▸ EXERCISE INPUT
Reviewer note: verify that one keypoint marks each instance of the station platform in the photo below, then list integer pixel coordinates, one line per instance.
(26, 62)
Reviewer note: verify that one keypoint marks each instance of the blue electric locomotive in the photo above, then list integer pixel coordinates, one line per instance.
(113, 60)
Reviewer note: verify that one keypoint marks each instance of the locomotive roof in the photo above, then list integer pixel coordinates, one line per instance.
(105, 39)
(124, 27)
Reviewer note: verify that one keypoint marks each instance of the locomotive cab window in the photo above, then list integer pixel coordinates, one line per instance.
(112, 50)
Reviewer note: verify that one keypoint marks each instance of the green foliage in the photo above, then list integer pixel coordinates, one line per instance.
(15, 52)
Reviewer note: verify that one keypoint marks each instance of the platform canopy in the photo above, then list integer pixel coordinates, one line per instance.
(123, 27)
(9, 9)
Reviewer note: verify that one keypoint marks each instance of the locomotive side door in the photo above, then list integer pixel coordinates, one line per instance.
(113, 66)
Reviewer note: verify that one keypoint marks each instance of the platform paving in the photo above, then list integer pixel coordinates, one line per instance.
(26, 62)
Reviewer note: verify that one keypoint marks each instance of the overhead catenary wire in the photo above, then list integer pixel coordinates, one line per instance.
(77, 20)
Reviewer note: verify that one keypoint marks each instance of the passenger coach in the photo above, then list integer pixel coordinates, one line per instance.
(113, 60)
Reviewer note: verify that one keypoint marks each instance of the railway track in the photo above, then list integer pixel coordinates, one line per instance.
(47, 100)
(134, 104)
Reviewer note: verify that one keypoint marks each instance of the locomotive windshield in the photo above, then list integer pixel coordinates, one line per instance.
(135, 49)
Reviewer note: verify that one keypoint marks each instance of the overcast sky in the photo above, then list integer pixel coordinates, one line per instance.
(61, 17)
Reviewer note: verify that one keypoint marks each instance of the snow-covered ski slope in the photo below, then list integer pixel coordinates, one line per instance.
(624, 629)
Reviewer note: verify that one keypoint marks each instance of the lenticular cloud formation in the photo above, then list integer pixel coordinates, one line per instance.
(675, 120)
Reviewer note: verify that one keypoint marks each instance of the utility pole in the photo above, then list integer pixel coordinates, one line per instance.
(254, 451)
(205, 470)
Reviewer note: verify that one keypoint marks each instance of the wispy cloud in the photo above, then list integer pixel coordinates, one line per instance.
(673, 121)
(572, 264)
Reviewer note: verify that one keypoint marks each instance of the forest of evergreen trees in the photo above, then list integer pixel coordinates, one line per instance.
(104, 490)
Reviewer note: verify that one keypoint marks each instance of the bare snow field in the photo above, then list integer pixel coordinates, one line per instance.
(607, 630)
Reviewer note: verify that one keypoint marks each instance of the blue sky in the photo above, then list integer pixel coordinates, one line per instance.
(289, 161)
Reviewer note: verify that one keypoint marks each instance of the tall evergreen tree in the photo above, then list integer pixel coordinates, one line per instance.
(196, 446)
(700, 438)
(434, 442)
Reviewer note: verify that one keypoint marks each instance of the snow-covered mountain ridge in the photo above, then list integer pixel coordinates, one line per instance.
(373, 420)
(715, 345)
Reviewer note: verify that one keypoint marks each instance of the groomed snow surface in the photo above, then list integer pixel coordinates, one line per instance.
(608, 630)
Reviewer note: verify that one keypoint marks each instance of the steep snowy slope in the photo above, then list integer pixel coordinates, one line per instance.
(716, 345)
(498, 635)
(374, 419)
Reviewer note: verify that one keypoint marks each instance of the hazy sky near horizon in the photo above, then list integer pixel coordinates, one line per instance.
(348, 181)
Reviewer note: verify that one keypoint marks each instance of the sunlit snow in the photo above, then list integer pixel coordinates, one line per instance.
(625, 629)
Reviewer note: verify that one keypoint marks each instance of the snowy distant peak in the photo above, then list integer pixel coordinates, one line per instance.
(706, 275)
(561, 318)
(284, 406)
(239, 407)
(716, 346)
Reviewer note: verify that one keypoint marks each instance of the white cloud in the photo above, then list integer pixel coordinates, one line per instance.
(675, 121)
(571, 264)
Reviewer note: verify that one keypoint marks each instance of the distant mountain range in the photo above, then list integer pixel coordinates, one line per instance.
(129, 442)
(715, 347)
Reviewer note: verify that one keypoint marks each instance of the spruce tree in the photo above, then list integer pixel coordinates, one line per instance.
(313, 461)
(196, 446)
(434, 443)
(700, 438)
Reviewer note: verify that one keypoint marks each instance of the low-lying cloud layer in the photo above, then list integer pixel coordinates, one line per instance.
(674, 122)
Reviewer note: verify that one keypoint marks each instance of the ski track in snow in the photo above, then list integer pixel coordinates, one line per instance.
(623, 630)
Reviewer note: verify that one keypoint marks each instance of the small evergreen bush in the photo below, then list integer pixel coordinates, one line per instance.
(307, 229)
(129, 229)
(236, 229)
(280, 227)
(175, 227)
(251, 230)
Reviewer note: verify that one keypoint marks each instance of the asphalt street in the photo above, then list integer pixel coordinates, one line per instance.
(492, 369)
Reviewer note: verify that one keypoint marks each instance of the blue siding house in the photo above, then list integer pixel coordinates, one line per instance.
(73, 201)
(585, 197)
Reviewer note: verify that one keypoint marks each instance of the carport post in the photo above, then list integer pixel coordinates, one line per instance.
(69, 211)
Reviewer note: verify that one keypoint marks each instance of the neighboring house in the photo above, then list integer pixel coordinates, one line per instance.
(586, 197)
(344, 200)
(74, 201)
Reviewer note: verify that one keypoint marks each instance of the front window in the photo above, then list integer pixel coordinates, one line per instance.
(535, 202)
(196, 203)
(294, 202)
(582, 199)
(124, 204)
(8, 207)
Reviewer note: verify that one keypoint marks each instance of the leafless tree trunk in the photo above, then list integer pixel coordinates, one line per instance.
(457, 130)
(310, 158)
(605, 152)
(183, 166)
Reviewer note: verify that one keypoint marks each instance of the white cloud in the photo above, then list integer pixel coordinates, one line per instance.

▸ THE TASK
Extract every line above exactly as it stands.

▸ WORKED SOLUTION
Reviewer note: verify that one keypoint marks each instance of the station platform in the photo below, then list integer pixel coordinates, one line per instance.
(26, 62)
Reviewer note: verify that one keypoint marks each instance of the blue electric locomotive in the photo above, then list integer pixel coordinates, one line per instance.
(113, 60)
Reviewer note: verify that one keypoint marks each instance of the locomotive roof in the photo above, then list integer pixel coordinates, one line per instance.
(105, 39)
(124, 27)
Reviewer note: verify that one keypoint marks each instance of the locomotive cab window in the photo above, then list integer pixel coordinates, one line per instance.
(112, 50)
Reviewer note: verify that one keypoint marks each instance of the green foliage in the photo above, then list integer pixel coordinates, one line per instance.
(15, 52)
Reviewer note: verify that one keypoint marks each instance of the platform canopy in the photo above, then list integer pixel coordinates, one line per instance.
(123, 27)
(9, 9)
Reviewer note: verify that one keypoint marks each instance of the locomotive side door in the photo above, then list integer pixel coordinates, one line per instance.
(113, 66)
Reviewer note: verify that one keypoint marks each instance of the platform paving in the photo above, then list integer pixel coordinates, one line per instance.
(26, 62)
Reviewer note: verify that one keypoint marks each instance of the overhead catenary wire in the photo above, then list integer pixel coordinates, one line per instance.
(77, 20)
Reviewer note: verify that one keypoint marks each instance of the passenger coach in the photo above, then list integer pixel coordinates, one line per instance.
(113, 60)
Reviewer note: verify that one keypoint marks each instance of the railway track in the photo above, then list integer pixel coordinates, one line per instance.
(47, 100)
(134, 104)
Reviewer note: verify that one keypoint marks each instance of the locomotive windshield in the photo above, then list integer pixel coordinates, one line per instance.
(135, 49)
Reviewer note: verify that one keypoint marks each instance of the overcast sky in the photo above, then list integer pixel coordinates, one line per instance.
(61, 17)
Reviewer note: verify that one keypoint marks each instance of the snow-covered ski slope in the photo below, then list integer pixel coordinates, one line per instance.
(624, 629)
Reviewer note: verify that one keypoint marks each instance of the lenticular cloud formation in the photo above, then list integer pixel coordinates, one line per instance.
(675, 120)
Reviewer note: verify that one keypoint marks each instance of the utility pole in the photo above, then list integer pixel coordinates, one line per instance.
(254, 451)
(205, 470)
Reviewer note: verify that one keypoint marks each instance of the wispy cloud in the photo above, then list integer pixel coordinates, one line per instance.
(673, 121)
(572, 264)
Reviewer note: verify that one keypoint marks each instance of the forest of evergreen trees in the photo above, then list integer pixel coordinates, one line per instance.
(104, 490)
Reviewer note: verify that one keypoint marks each instance of the bare snow field in the photo above, then list integer pixel coordinates, one line per instance.
(607, 630)
Reviewer note: verify that one keypoint marks each instance of the blue sky in the photo above, then list integer pixel coordinates, one line per instance.
(289, 161)
Reviewer note: verify that one keypoint marks each instance of the tall evergreen tree in the photo above, then list integer pixel coordinates, one line per instance.
(196, 446)
(700, 438)
(434, 442)
Reviewer note: verify that one keypoint marks each instance of the snow-covered mountain ridge in the photo above, then list integer pixel coordinates, one line per instance.
(373, 420)
(715, 345)
Reviewer note: verify that one keypoint marks each instance of the groomed snow surface in the photo above, then list integer pixel coordinates, one line per instance.
(608, 630)
Reviewer note: verify that one keypoint marks each instance of the steep snowy slope in the photo above, then list integer pixel coordinates, one line per instance.
(716, 345)
(498, 635)
(374, 419)
Reviewer note: verify that one keypoint marks each instance of the hazy sky near horizon in the photo above, then list integer pixel coordinates, one line per instance.
(348, 181)
Reviewer note: verify that one keypoint marks each instance of the sunlit snow in the photo above, then list integer pixel coordinates, one line per instance.
(625, 629)
Reviewer note: verify that one keypoint marks each instance of the snowy distant peak in the photo above, then list integer pixel coordinates, one line per instance.
(706, 275)
(561, 318)
(284, 406)
(239, 407)
(716, 346)
Reviewer note: verify that one keypoint marks each instance of the white cloud in the photo above, then list integer pixel coordinates, one line per instance.
(675, 121)
(571, 264)
Reviewer note: verify that one keypoint marks each instance of the distant mountain range in the photo above, then list integer pixel coordinates, one line per instance.
(129, 442)
(715, 347)
Reviewer note: verify that one keypoint marks each instance of the spruce tree in the photo above, then list integer pixel coordinates, one line per instance.
(313, 461)
(196, 446)
(434, 443)
(700, 438)
Reviewer note: verify that one keypoint marks each instance of the low-lying cloud layer in the photo above, then list integer pixel coordinates, one line per instance.
(674, 122)
Reviewer note: verify that one keypoint marks each instance of the ski track in snow in the photo above, then list integer pixel coordinates, one line per instance.
(623, 630)
Reviewer note: verify that one keypoint marks each instance of the small evergreen bush in the photo below, then list integer pixel coordinates, one line per instance.
(307, 229)
(129, 229)
(236, 229)
(280, 227)
(175, 227)
(251, 230)
Reviewer note: verify that one keypoint marks each instance of the asphalt street in the photo above, then list integer pixel coordinates, one line per instance.
(492, 369)
Reviewer note: verify that one keypoint marks each instance of the blue siding house in the photo above, then list integer pixel coordinates, one line per instance.
(73, 201)
(585, 197)
Reviewer note: verify that one keypoint marks each instance of the carport post in the photo above, then list integer pixel coordinates, one line per instance.
(69, 211)
Reviewer note: verify that one keypoint marks each instance of the neighboring house in the photo above, then list integer pixel coordinates, one line per instance.
(586, 197)
(344, 200)
(74, 201)
Reviewer note: verify that one keypoint marks each instance of the front window in the photo above, then list integer pixel coordinates, one line per instance.
(535, 202)
(196, 203)
(294, 202)
(582, 199)
(124, 204)
(8, 207)
Reviewer note: verify that one keypoint marks each instance of the leafless tree trunk in the photo above, then list integer pixel coordinates, one line per instance.
(457, 130)
(310, 158)
(605, 152)
(183, 166)
Reviewer note: verify that one keypoint marks each instance of the white cloud in the photo above, then list integer pixel coordinates, one line per instance.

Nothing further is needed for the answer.